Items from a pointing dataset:
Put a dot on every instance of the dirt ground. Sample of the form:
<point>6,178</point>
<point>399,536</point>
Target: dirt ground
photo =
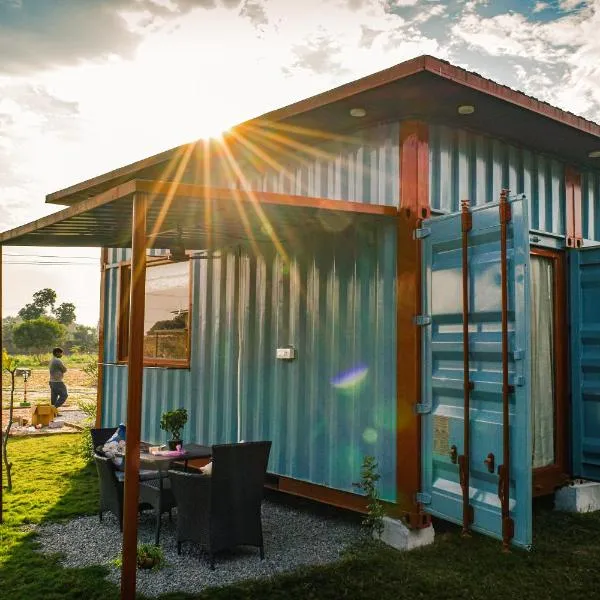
<point>70,418</point>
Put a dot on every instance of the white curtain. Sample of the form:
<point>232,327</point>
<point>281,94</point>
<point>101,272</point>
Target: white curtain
<point>542,360</point>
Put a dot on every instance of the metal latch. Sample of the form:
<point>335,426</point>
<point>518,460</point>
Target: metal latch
<point>422,320</point>
<point>423,408</point>
<point>421,233</point>
<point>423,498</point>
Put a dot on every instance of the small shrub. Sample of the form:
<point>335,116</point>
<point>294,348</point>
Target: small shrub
<point>91,370</point>
<point>368,484</point>
<point>149,556</point>
<point>86,445</point>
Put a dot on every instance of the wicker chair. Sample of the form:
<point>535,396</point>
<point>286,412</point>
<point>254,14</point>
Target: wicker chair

To do: Reproduce the items verbatim, from the line containing "Put a dot on every instance of the small" through the final line of the items.

Correct response:
Put a dot on every instance of the small shrub. Sample of the form:
<point>335,116</point>
<point>294,348</point>
Target: small shrub
<point>91,370</point>
<point>368,484</point>
<point>149,556</point>
<point>86,445</point>
Put a dot on every instance of the wicker chair. Sample of the form:
<point>535,396</point>
<point>286,412</point>
<point>254,14</point>
Target: wicker chair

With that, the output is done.